Showing posts with label Regency England. Show all posts
Showing posts with label Regency England. Show all posts

Friday, August 18, 2017

The Dark Days Club by Alison Goodman

How it begins:
"In the sun-warmed quiet of her uncle's library, Lady Helen Wrexhall spread the skirt of her muslin morning gown and sank into the deep curtsy required for Royal presentation:  back held straight, head slightly bowed, left knee bent so low, it nearly touched the floor. And, of course, face set into a serene Court smile."
But 18-year-old Lady Helen Wrexhall is not your typical debutante. She has hidden gifts and intuitive powers that other young ladies don't have.  Gifts she inherited from her mother...who died in disgrace ten years ago. 
"...reading expressions was her one true accomplishment. When she concentrated properly on a face, her accuracy was startling and a little disturbing. It certainly made her aunt and uncle uneasy, and they had forbidden her to voice her observations about anyone...Girls were meant to paint screens and play pianoforte, not see through the masks of polite society."
Then there's Lord Carlston, who knew her mother and who seems to know more about Helen than he should. And Helen doesn't know if she can trust him.  Her brother certainly doesn't.
"Lord Carlston was handsome, Helen conceded...and the brown of his eyes was so dark that it merged with the black pupil, making their expression impenetrable. It was very disconcerting and gave him a flat look of soullessness .... Helen dipped into her curtsy but did not lower her eyes as modesty decreed, instead, studying Lord Carlston as he bowed. He was studying her just as closely, his gaze far too penetrating for politeness."
Lord Carlston shows Helen abilities she never knew she possessed. And he tells her why she has them. That it has to do with demons and darkness and saving the world.  That Helen is a Reclaimer. It's an inheritance Helen isn't sure she wants. And the story continues from there--an entertaining and fun (although rather long) supernatural adventure set in the Regency era. (And this story is followed by two more books; The Dark Days Club is book one of a trilogy!)


 Happy Reading!

Monday, May 19, 2014

Why Kings Confess...

» **SUPPLIED DATA**:
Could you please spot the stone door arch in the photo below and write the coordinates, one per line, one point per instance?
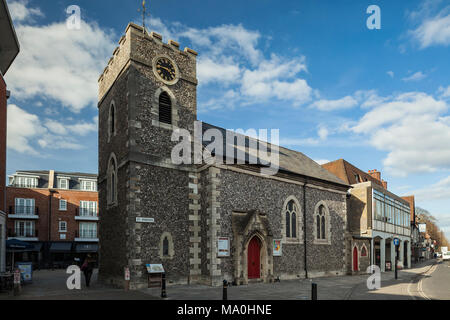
(248, 226)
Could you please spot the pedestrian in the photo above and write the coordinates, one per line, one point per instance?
(88, 268)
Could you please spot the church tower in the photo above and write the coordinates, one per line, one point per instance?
(147, 90)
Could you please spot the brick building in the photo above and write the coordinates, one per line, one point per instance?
(205, 222)
(9, 48)
(375, 217)
(57, 212)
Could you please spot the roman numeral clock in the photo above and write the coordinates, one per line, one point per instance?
(166, 70)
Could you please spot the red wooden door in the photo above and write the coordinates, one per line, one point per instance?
(355, 259)
(253, 261)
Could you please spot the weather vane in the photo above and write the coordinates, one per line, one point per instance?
(143, 15)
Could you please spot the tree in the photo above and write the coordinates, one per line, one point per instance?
(424, 216)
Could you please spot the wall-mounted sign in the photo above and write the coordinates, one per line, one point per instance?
(145, 220)
(277, 247)
(396, 241)
(154, 268)
(223, 247)
(422, 227)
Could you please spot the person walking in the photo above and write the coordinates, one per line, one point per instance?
(88, 269)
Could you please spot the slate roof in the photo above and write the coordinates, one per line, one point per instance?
(346, 172)
(290, 161)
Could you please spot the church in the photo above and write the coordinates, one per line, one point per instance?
(204, 222)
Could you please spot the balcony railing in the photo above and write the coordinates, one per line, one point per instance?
(24, 210)
(86, 234)
(23, 185)
(14, 233)
(85, 212)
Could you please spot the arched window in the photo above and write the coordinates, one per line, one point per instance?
(294, 225)
(363, 251)
(166, 250)
(165, 247)
(165, 108)
(112, 180)
(288, 224)
(291, 219)
(321, 224)
(112, 121)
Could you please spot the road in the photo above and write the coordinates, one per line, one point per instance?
(436, 285)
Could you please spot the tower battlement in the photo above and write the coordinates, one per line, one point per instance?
(128, 50)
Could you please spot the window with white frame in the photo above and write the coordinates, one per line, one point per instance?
(25, 182)
(24, 206)
(62, 205)
(88, 230)
(88, 185)
(62, 226)
(24, 228)
(88, 208)
(63, 183)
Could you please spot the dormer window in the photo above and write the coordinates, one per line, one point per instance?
(63, 183)
(25, 182)
(88, 185)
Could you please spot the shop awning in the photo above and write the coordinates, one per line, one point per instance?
(37, 247)
(18, 245)
(61, 247)
(86, 247)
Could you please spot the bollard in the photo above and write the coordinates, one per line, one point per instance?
(127, 279)
(313, 291)
(225, 289)
(17, 285)
(163, 286)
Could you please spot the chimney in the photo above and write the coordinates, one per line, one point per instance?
(51, 179)
(375, 174)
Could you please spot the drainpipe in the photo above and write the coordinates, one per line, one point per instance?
(304, 228)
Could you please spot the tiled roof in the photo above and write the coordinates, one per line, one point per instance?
(290, 161)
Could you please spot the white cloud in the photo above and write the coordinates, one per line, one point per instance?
(323, 133)
(22, 127)
(329, 105)
(413, 129)
(230, 59)
(20, 12)
(415, 77)
(437, 191)
(60, 64)
(433, 29)
(212, 71)
(445, 92)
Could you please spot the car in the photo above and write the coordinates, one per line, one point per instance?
(446, 256)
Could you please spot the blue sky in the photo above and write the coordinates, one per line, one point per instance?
(377, 98)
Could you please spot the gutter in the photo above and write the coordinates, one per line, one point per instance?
(304, 228)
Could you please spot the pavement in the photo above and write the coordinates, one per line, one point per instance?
(427, 280)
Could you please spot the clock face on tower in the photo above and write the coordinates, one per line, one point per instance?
(166, 70)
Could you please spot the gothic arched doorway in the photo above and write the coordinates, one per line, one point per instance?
(355, 259)
(254, 258)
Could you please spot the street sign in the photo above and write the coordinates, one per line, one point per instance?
(145, 220)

» **STATED TASK A**:
Answer each question using the book review.
(i) How old is Lady Helen Wrexhall?
(ii) How long ago did her mother die?
(iii) What does Lord Carlston tell Helen that she is?
» **STATED TASK B**: Return each line of the records that contains the word "window".
The book review and the records are unrelated material.

» **EXERCISE RESPONSE A**:
(i) 18 years old
(ii) Ten years ago
(iii) A Reclaimer

» **EXERCISE RESPONSE B**:
Could you please spot the arched window in the photo above and write the coordinates, one per line, one point per instance?
Could you please spot the window with white frame in the photo above and write the coordinates, one per line, one point per instance?
Could you please spot the dormer window in the photo above and write the coordinates, one per line, one point per instance?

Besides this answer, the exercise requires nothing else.